▶ [EXERCISE REQUIREMENTS]
Work out the number of lines that hold "below" in the listing, and give that number with no other text.

▶ [RECORDS SUPPLIED]

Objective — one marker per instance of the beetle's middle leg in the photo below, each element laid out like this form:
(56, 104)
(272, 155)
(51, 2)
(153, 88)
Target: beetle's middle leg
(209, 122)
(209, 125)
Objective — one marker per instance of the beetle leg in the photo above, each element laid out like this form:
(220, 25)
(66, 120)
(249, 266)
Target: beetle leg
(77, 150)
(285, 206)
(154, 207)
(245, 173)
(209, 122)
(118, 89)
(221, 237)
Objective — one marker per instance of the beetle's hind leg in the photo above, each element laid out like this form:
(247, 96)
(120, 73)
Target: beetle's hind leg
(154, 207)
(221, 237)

==

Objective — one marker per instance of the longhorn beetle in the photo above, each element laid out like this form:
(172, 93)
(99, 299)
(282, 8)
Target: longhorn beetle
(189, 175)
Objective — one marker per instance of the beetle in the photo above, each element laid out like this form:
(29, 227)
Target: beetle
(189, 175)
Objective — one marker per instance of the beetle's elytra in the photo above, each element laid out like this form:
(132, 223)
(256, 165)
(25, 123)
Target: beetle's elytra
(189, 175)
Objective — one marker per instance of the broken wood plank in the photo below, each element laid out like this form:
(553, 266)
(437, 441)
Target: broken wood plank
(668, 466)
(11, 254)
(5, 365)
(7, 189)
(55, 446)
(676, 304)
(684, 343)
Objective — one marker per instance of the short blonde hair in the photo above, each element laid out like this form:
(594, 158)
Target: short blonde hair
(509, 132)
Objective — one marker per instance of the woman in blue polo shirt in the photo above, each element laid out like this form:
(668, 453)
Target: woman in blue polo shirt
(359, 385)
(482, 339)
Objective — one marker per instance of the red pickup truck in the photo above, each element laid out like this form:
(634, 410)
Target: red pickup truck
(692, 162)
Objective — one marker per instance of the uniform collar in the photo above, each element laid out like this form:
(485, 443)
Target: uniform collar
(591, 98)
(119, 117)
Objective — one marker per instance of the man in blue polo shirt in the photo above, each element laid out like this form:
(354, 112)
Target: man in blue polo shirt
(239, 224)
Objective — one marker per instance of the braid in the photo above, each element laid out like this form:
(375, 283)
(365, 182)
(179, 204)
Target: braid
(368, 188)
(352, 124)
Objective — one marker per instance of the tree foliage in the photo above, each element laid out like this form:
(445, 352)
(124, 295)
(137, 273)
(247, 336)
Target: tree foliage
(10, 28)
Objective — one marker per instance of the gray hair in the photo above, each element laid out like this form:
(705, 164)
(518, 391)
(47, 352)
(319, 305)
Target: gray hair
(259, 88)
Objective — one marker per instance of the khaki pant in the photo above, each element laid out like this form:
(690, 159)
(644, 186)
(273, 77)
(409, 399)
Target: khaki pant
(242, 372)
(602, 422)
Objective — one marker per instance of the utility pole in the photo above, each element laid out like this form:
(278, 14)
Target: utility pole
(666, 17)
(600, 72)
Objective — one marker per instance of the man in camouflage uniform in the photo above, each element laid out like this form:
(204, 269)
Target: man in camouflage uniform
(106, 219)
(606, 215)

▶ [ANSWER SECTION]
2